▶ **STATED PROBLEM 1**
In the trout-fishing passage, rewrite the portion between "Yesterday, frogs were" and "in its hive.", inclusive, with "frogs" changed to "toads".

▶ **EXCERPT TO READ**
====================
FISH SAUCE.

The sight of a thick, four-pound steak, just cut from a halibut that must have weighed, (the idea of a fish wading!) some two hundred pounds, reminds us that trout-fishing is just now in full operation. What a strange, weird mystery there is about mental associations! Long, long ago, we possessed a favorite trout-rod fitted with a Hollow Butt, and so it is that whenever we see a Halibut, trouting comes to our mind.

Yesterday, frogs were croaking, and insects all in green livery, with gilt buttons, contributed to Nature's Great Boston Jubilee of music with their hum. How ridiculous it seems that insects should have a hum!—and yet the Bee has its Hum in its hive.

It is at this season that enthusiastic anglers always get water on the brain. Their dreams are of gurgling brooks. They have visions of mill-ponds, with beautiful little cascades sluicing into them over dams. They stand, in imagination, on bridges, in the eddies beneath which they discern the wagging of silvery tails and rosy fins; and a very common form of nightmare with them is to fancy that the reel of the fishing-rod won't work, just as they are going to wind up a four-pound trout.
====================
▶ **STATED PROBLEM 2**
Repeat all of the rows below word for word, omitting the pictures.
====================
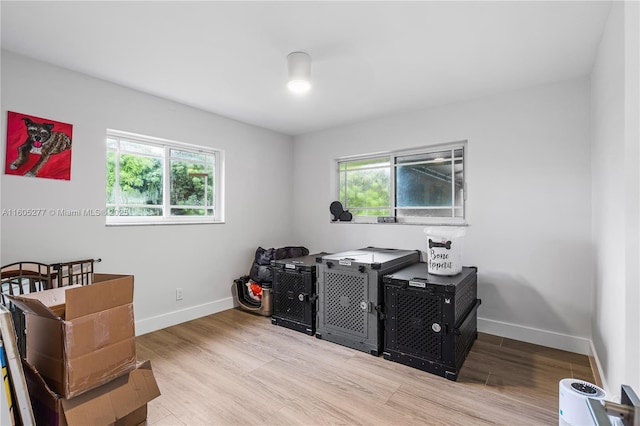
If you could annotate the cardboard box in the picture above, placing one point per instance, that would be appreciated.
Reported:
(80, 337)
(121, 402)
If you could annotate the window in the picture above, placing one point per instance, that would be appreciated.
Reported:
====================
▶ **TASK ANSWER 1**
Yesterday, toads were croaking, and insects all in green livery, with gilt buttons, contributed to Nature's Great Boston Jubilee of music with their hum. How ridiculous it seems that insects should have a hum!—and yet the Bee has its Hum in its hive.

▶ **TASK ANSWER 2**
If you could annotate the cardboard box in the picture above, placing one point per instance, that would be appreciated.
Reported:
(80, 337)
(121, 402)
If you could annotate the window in the picture above, placing one point per instance, that would be appreciated.
Reported:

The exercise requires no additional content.